─── Extracted text

PostPosted: Fri Jan 30, 2009 7:46 pm Reply with quote Back to top

Puzzle Creating Workshop: What numbers now?

In creating a puzzle one of the key decisions to make is how many unknown numbers you are going to ask cachers to solve.

We’ll limit the discussion to the common degree/minute format used by Obviously you could have people solve for degree/minute/second or UTM. Therefore, you are dealing with a maximum of 15 numbers:


Generally Speaking

If you are trying to create a puzzle that must actually be solved and that is unlikely to be found by “slamming,” the general rule is the more numbers to solve, the better. The only risk here is that if you ask to solve numbers that are likely "known," such as NDD or WDDD, it can lead people to break your cipher--but more on that later.

Also, since the farther to the “left” you go in either latitude or longitude, the greater the distance represented by that number becomes, making numbers to the left the harder ones to solve will make it less likely that someone with a partial solve can simply wander around until he or she finds the cache.

In other words, if you ask cachers to solve for N 44 27.ABC W 88 10.DEF and the cacher solves for everything but “C,” there is only 60-foot difference from C=0 to C=9, and it is a simple matter for a find-by-wandering type to walk in a straight line for a short distance and try to come up with the cache.

Of course, any puzzle that is solved with the exception of one number (or even more) anywhere in the puzzle can be force-solved given enough time and effort with the geochecker, or by plunking enough waypoints onto a satellite map until one comes up with a likely looking spot. For that matter, anyone with enough time and inclination could check out enough territory to finally find your cache no matter what you do.

As you create puzzles, you will find that for some people, signing a piece of paper is more important than actually solving the puzzle. To those folks, as Buzz Lightyear would say, “You have my pity.”

──────
─── Data entries

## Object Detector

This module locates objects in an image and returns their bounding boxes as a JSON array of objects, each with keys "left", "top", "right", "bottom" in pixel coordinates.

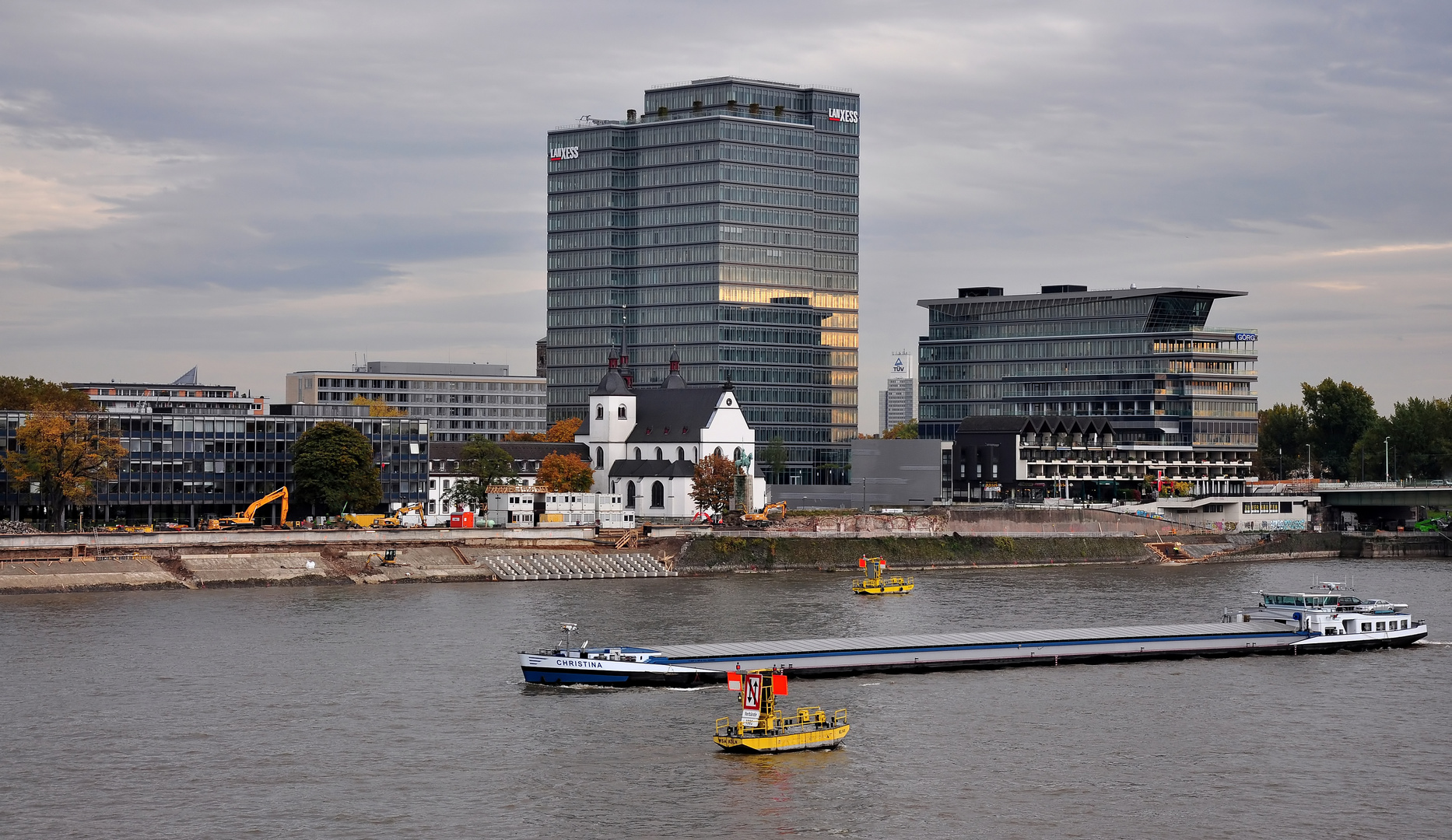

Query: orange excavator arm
[{"left": 243, "top": 488, "right": 287, "bottom": 523}]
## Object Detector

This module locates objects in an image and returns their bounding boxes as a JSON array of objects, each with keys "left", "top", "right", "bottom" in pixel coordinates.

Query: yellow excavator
[
  {"left": 199, "top": 488, "right": 290, "bottom": 531},
  {"left": 741, "top": 502, "right": 787, "bottom": 528},
  {"left": 342, "top": 502, "right": 424, "bottom": 528}
]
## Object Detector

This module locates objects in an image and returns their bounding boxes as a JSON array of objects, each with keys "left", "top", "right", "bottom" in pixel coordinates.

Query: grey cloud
[{"left": 0, "top": 0, "right": 1452, "bottom": 409}]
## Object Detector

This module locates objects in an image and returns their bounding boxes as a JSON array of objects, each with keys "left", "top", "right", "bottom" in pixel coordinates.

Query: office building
[
  {"left": 917, "top": 285, "right": 1257, "bottom": 453},
  {"left": 285, "top": 361, "right": 549, "bottom": 443},
  {"left": 546, "top": 77, "right": 860, "bottom": 483},
  {"left": 0, "top": 406, "right": 428, "bottom": 525},
  {"left": 65, "top": 367, "right": 263, "bottom": 416},
  {"left": 877, "top": 350, "right": 917, "bottom": 431}
]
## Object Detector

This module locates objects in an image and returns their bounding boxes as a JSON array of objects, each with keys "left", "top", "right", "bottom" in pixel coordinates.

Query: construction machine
[
  {"left": 199, "top": 488, "right": 289, "bottom": 531},
  {"left": 741, "top": 502, "right": 787, "bottom": 528},
  {"left": 342, "top": 502, "right": 424, "bottom": 528}
]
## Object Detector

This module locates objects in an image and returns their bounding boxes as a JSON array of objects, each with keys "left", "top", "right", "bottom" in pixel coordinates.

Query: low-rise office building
[
  {"left": 285, "top": 361, "right": 547, "bottom": 443},
  {"left": 952, "top": 416, "right": 1253, "bottom": 502},
  {"left": 0, "top": 406, "right": 428, "bottom": 525}
]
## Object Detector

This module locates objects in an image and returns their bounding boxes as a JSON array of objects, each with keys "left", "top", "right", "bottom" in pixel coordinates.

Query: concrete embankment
[{"left": 675, "top": 534, "right": 1157, "bottom": 572}]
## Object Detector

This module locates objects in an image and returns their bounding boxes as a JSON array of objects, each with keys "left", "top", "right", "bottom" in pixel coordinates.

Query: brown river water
[{"left": 0, "top": 560, "right": 1452, "bottom": 840}]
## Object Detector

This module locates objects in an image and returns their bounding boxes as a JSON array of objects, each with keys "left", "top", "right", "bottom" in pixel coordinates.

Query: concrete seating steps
[{"left": 485, "top": 551, "right": 677, "bottom": 580}]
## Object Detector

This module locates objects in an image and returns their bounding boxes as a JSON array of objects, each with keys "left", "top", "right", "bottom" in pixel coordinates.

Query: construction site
[{"left": 0, "top": 508, "right": 1452, "bottom": 593}]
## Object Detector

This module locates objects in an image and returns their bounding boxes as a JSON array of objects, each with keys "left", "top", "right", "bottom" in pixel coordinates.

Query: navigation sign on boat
[{"left": 741, "top": 673, "right": 761, "bottom": 727}]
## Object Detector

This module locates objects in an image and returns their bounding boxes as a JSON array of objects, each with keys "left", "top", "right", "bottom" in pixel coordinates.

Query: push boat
[
  {"left": 714, "top": 669, "right": 851, "bottom": 753},
  {"left": 852, "top": 557, "right": 914, "bottom": 595},
  {"left": 520, "top": 583, "right": 1427, "bottom": 686}
]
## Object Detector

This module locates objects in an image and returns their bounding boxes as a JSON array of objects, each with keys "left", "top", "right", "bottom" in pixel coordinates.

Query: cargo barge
[{"left": 520, "top": 593, "right": 1427, "bottom": 686}]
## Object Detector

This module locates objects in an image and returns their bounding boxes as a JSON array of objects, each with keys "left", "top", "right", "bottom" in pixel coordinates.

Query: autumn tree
[
  {"left": 0, "top": 376, "right": 92, "bottom": 412},
  {"left": 3, "top": 401, "right": 126, "bottom": 530},
  {"left": 535, "top": 453, "right": 595, "bottom": 493},
  {"left": 545, "top": 416, "right": 582, "bottom": 444},
  {"left": 691, "top": 453, "right": 736, "bottom": 513},
  {"left": 883, "top": 419, "right": 917, "bottom": 441},
  {"left": 352, "top": 394, "right": 408, "bottom": 416},
  {"left": 761, "top": 436, "right": 790, "bottom": 485},
  {"left": 444, "top": 438, "right": 514, "bottom": 509},
  {"left": 292, "top": 421, "right": 384, "bottom": 513}
]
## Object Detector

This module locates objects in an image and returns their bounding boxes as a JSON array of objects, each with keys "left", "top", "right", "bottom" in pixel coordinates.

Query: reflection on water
[{"left": 0, "top": 560, "right": 1452, "bottom": 840}]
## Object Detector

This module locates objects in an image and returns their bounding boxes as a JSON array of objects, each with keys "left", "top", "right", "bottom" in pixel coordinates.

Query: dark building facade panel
[{"left": 546, "top": 79, "right": 860, "bottom": 481}]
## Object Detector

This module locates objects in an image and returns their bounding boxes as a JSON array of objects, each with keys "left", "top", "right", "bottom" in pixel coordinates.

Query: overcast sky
[{"left": 0, "top": 0, "right": 1452, "bottom": 415}]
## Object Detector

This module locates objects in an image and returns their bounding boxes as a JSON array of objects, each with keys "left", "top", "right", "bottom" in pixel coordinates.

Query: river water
[{"left": 0, "top": 560, "right": 1452, "bottom": 840}]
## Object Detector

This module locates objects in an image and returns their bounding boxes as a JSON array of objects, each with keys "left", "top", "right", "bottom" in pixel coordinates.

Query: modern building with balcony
[
  {"left": 546, "top": 77, "right": 860, "bottom": 483},
  {"left": 65, "top": 367, "right": 263, "bottom": 415},
  {"left": 285, "top": 361, "right": 549, "bottom": 443},
  {"left": 0, "top": 404, "right": 428, "bottom": 525},
  {"left": 917, "top": 285, "right": 1257, "bottom": 498}
]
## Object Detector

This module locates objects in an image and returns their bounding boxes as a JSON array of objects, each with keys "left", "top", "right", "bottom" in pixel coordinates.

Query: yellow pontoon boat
[
  {"left": 716, "top": 669, "right": 848, "bottom": 753},
  {"left": 852, "top": 557, "right": 912, "bottom": 595}
]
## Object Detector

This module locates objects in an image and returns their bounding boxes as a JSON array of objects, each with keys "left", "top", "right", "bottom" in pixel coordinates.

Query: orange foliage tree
[
  {"left": 691, "top": 453, "right": 736, "bottom": 513},
  {"left": 535, "top": 453, "right": 595, "bottom": 493},
  {"left": 5, "top": 404, "right": 126, "bottom": 530},
  {"left": 545, "top": 416, "right": 580, "bottom": 444}
]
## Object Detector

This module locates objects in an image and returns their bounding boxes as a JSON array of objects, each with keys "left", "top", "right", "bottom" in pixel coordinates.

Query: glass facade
[
  {"left": 0, "top": 406, "right": 428, "bottom": 525},
  {"left": 917, "top": 287, "right": 1257, "bottom": 458},
  {"left": 546, "top": 77, "right": 860, "bottom": 483}
]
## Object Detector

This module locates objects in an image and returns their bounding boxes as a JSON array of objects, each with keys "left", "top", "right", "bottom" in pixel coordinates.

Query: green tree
[
  {"left": 1301, "top": 377, "right": 1378, "bottom": 479},
  {"left": 0, "top": 401, "right": 126, "bottom": 530},
  {"left": 883, "top": 418, "right": 917, "bottom": 441},
  {"left": 459, "top": 438, "right": 514, "bottom": 488},
  {"left": 691, "top": 453, "right": 736, "bottom": 513},
  {"left": 1256, "top": 402, "right": 1311, "bottom": 479},
  {"left": 444, "top": 438, "right": 514, "bottom": 511},
  {"left": 761, "top": 436, "right": 791, "bottom": 485},
  {"left": 292, "top": 421, "right": 384, "bottom": 513},
  {"left": 1359, "top": 397, "right": 1452, "bottom": 479},
  {"left": 0, "top": 376, "right": 92, "bottom": 412}
]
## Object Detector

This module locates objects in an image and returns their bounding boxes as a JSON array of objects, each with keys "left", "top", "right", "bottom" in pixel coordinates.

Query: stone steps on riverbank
[{"left": 482, "top": 551, "right": 677, "bottom": 580}]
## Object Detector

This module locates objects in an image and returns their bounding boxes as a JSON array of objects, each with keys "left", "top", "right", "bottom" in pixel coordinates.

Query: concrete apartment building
[
  {"left": 546, "top": 77, "right": 860, "bottom": 483},
  {"left": 285, "top": 361, "right": 549, "bottom": 443}
]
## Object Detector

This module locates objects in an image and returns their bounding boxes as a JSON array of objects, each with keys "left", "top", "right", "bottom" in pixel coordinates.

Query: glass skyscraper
[
  {"left": 917, "top": 285, "right": 1257, "bottom": 461},
  {"left": 546, "top": 77, "right": 860, "bottom": 483}
]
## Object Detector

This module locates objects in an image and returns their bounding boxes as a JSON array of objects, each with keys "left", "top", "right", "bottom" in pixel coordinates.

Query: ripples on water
[{"left": 0, "top": 560, "right": 1452, "bottom": 840}]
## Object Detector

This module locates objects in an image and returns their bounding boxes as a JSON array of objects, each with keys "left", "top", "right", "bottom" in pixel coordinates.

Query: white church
[{"left": 575, "top": 352, "right": 768, "bottom": 520}]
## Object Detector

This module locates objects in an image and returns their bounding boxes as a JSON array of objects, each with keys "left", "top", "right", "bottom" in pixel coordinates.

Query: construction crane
[{"left": 202, "top": 488, "right": 287, "bottom": 531}]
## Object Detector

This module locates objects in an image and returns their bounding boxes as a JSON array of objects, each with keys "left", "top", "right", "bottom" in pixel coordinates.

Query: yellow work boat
[
  {"left": 716, "top": 669, "right": 848, "bottom": 753},
  {"left": 852, "top": 557, "right": 912, "bottom": 595}
]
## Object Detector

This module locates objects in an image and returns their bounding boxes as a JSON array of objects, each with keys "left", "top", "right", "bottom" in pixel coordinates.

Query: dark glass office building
[
  {"left": 917, "top": 285, "right": 1257, "bottom": 461},
  {"left": 546, "top": 77, "right": 860, "bottom": 483}
]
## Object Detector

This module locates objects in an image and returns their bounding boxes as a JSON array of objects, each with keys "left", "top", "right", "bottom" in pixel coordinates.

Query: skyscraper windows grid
[{"left": 546, "top": 77, "right": 860, "bottom": 483}]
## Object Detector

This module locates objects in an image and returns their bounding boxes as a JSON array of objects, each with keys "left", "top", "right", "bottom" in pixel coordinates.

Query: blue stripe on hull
[{"left": 524, "top": 667, "right": 630, "bottom": 684}]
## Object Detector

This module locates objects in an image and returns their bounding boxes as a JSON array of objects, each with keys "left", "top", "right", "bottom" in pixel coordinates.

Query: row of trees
[{"left": 1256, "top": 377, "right": 1452, "bottom": 480}]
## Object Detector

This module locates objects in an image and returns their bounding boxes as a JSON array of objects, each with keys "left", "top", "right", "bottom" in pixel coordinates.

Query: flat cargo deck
[{"left": 652, "top": 621, "right": 1306, "bottom": 676}]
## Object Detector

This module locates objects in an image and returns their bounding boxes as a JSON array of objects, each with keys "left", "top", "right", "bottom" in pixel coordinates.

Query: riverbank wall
[{"left": 0, "top": 511, "right": 1452, "bottom": 593}]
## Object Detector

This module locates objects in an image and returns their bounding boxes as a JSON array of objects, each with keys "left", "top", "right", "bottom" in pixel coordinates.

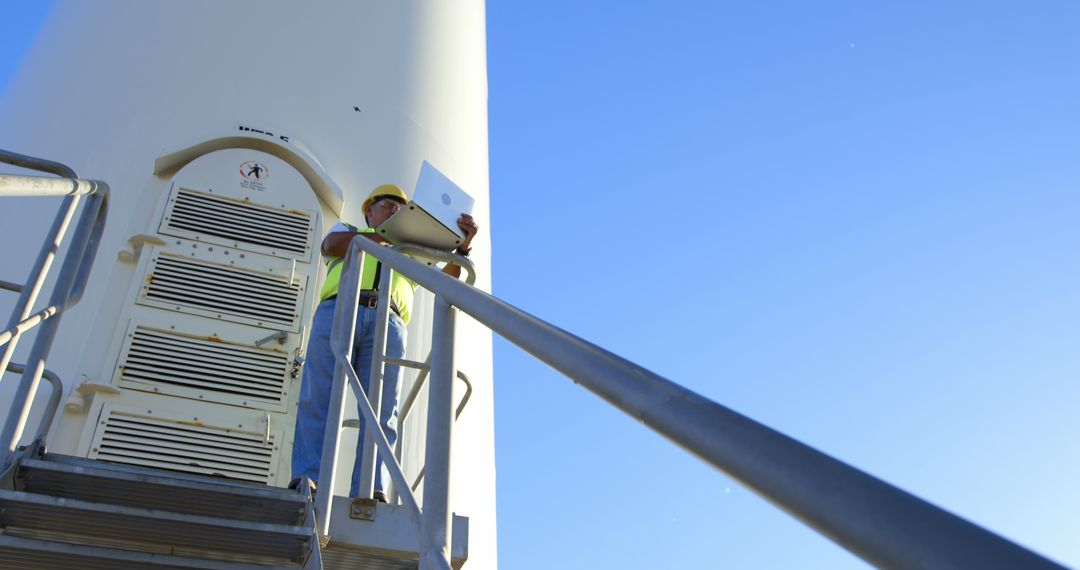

──────

## Problems and tasks
[a] What are all the coordinate formats named in the post on creating puzzles?
[b] Can you rewrite the post on creating puzzles, beginning at the words "PostPosted: Fri Jan" and stopping after "on that later.", with "cachers" renamed to "players"?
[c] Could you go on with the post on creating puzzles from where it stops?

## Exercise results
[a] degree/minute, degree/minute/second, UTM

[b]
PostPosted: Fri Jan 30, 2009 7:46 pm Reply with quote Back to top

Puzzle Creating Workshop: What numbers now?

In creating a puzzle one of the key decisions to make is how many unknown numbers you are going to ask players to solve.

We’ll limit the discussion to the common degree/minute format used by Obviously you could have people solve for degree/minute/second or UTM. Therefore, you are dealing with a maximum of 15 numbers:


Generally Speaking

If you are trying to create a puzzle that must actually be solved and that is unlikely to be found by “slamming,” the general rule is the more numbers to solve, the better. The only risk here is that if you ask to solve numbers that are likely "known," such as NDD or WDDD, it can lead people to break your cipher--but more on that later.

[c]
Assumptions and the 2-mile Rule

Now let's talk about that NDD / WDDD "known" situation. Because of the Geocaching “2 mile rule” which states that “dummy” coordinates (the coordinates listed on the page of a puzzle cache) should be within 2 miles of the final coordinates, cachers can make pretty good assumptions about numbers through the first digit of the minutes, unless the area is near a major line of latitude or longitude.

For instance, a cache in Green Bay is always going to be N 44-something. However, whether it is N 44 2M.MMM or N 44 3M.MMM depends on where in the city it is. But it gets trickier for West, because it could be W 088 or W 087.

Therefore, you can increase or decrease the difficulty of both solving the puzzle and finding the cache by choosing dummy coordinates carefully. If the 2-mile radius rule means that, based on dummy coordinates, a cache HAS to be at W 087, it makes no sense to have cachers solve for W 08X if you want the puzzle to be difficult.

However, if the cache could be at either 088 or 087, it might make perfect sense to require a solve for 08X since this is a very critical number!

Stumping the Assumpters

Puzzle-solvers can use “must be” numbers to help solve a puzzle. However, as a puzzle creator you can also use that “must be” information to stump cachers who try to reverse-engineer a cipher.

Again, go back to our Green Bay example. Let’s say we ask the cacher to solve for N AB CD.EFG. Obviously, A and B have to be 4.

Well, perhaps you are just making an easy trivia puzzle and it is ok to make those answers obvious. But if it is an Evil Puzzle, you need to find a way to make cachers question their assumption because the connection between the answer and the question or code is not apparent on the surface. This is not easy!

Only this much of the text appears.